• GIVEN REQUEST: Copy every line from the one containing "formatted like [89,170]." through the last line of the records below, both included, and nothing else.

[Coordinate annotation records]
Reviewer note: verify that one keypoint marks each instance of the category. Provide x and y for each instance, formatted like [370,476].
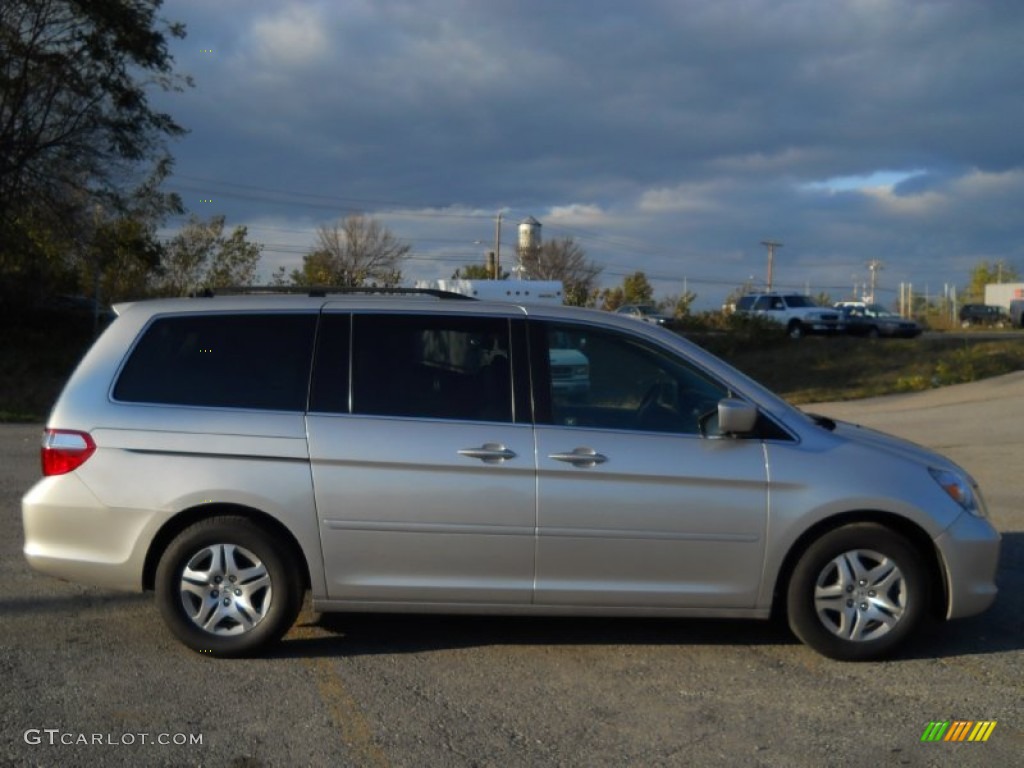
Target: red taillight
[65,451]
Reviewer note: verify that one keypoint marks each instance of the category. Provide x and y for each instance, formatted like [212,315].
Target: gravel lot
[96,669]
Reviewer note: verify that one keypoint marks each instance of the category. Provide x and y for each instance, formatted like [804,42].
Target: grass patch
[814,370]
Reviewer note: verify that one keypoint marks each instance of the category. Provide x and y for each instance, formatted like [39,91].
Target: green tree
[985,273]
[76,124]
[202,256]
[351,253]
[679,306]
[564,260]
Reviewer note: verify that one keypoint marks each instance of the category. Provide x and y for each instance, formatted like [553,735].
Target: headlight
[958,488]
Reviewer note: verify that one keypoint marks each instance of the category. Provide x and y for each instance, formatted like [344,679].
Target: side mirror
[734,417]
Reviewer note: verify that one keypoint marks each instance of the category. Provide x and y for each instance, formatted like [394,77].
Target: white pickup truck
[798,313]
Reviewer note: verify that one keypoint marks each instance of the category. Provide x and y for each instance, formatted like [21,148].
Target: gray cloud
[668,136]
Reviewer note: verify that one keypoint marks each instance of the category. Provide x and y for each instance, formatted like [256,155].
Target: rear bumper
[71,536]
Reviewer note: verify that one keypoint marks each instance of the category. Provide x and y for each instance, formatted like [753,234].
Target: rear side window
[222,360]
[432,367]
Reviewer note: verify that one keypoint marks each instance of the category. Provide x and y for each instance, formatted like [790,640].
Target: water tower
[529,240]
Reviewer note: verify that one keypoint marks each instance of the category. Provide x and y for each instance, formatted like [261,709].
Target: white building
[1000,294]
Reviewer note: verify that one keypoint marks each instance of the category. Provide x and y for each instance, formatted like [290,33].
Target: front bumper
[970,553]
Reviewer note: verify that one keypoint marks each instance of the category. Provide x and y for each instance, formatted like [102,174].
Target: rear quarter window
[221,360]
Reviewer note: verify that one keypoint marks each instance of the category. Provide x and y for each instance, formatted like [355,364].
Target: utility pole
[875,265]
[771,246]
[498,247]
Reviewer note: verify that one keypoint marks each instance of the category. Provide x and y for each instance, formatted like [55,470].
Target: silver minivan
[417,454]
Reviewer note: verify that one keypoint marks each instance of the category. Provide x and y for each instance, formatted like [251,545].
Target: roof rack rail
[324,291]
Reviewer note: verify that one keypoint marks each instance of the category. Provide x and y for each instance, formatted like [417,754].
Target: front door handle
[581,457]
[489,453]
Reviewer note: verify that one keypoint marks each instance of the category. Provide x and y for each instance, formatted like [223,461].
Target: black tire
[857,593]
[242,591]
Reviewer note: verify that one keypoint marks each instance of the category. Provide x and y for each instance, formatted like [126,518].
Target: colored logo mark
[958,730]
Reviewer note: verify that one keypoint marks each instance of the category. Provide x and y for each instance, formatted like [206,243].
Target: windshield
[800,301]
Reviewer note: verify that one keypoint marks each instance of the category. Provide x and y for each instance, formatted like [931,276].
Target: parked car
[798,313]
[417,455]
[1017,313]
[873,321]
[646,312]
[983,314]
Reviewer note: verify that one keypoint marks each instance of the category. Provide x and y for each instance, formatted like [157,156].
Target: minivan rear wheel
[226,588]
[857,592]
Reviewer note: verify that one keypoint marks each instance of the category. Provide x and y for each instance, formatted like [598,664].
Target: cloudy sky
[671,136]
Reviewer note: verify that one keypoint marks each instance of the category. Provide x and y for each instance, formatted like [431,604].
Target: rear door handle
[489,453]
[581,457]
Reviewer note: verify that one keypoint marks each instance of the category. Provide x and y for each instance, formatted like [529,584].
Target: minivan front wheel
[224,587]
[857,592]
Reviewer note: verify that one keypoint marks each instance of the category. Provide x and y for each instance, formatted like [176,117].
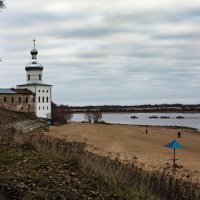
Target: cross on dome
[34,40]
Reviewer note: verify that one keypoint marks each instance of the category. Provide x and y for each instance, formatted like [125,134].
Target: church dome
[34,51]
[34,64]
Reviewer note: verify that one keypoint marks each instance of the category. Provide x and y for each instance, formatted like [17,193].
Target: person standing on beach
[179,134]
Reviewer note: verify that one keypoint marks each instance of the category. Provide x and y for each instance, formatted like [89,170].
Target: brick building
[21,100]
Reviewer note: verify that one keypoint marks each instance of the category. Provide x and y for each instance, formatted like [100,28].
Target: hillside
[36,166]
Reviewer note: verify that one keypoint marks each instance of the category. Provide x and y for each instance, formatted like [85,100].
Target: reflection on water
[189,119]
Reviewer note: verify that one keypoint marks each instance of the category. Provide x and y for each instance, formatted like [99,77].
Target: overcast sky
[98,52]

• WRITTEN REPLY:
Reviewer note: verify that one keypoint marks each instance of the category. Provide x and y for each instance, formatted like [89,170].
Target: brick building
[21,100]
Reviewer note: verify that one keypoint marks each instance of the category. Provide x and y for each instance, formatted like [100,28].
Target: hillside
[36,166]
Reviewer note: verify that one keypoint marks each instance of the category. Provide x and y for each instance, formatted like [85,100].
Target: reflection on water
[189,119]
Reviewer note: verify that one keypoint marks each instance of the category. Provide x and y for each instance, formatted like [99,77].
Target: overcast sky
[98,52]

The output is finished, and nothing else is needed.